*** Opening Working data ***
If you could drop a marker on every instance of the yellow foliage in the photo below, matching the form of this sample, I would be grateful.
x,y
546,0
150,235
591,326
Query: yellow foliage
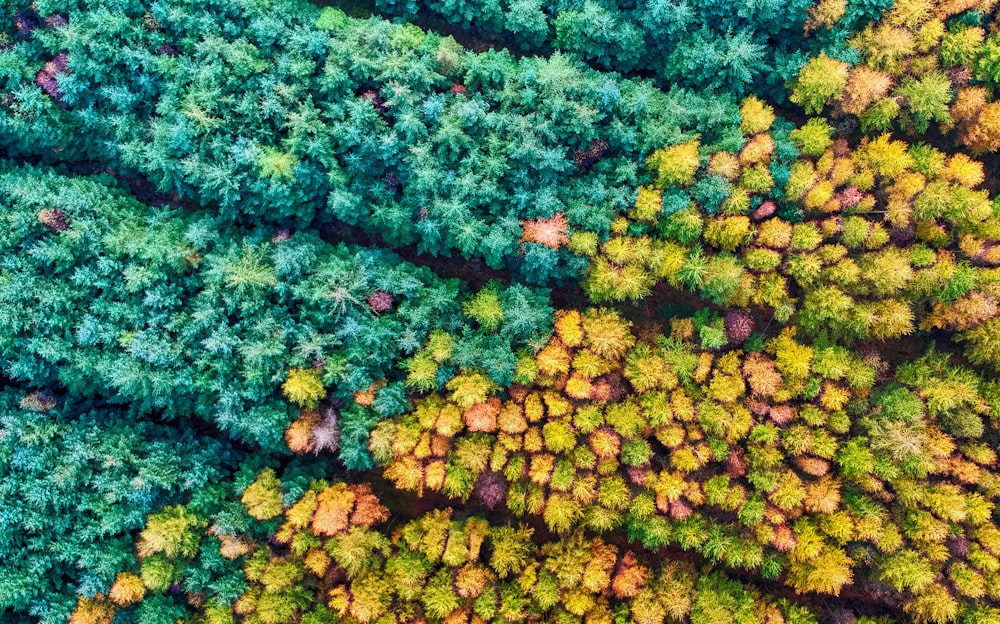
*** Closing Working data ***
Although the records contain pictures, print only the rest, exactly as written.

**Answer to this task**
If you could drop a marker on every instance of the yellow foliage in the photo below, matching the form of this sample, I would be grateful.
x,y
546,0
150,235
591,326
Query: yellow foliage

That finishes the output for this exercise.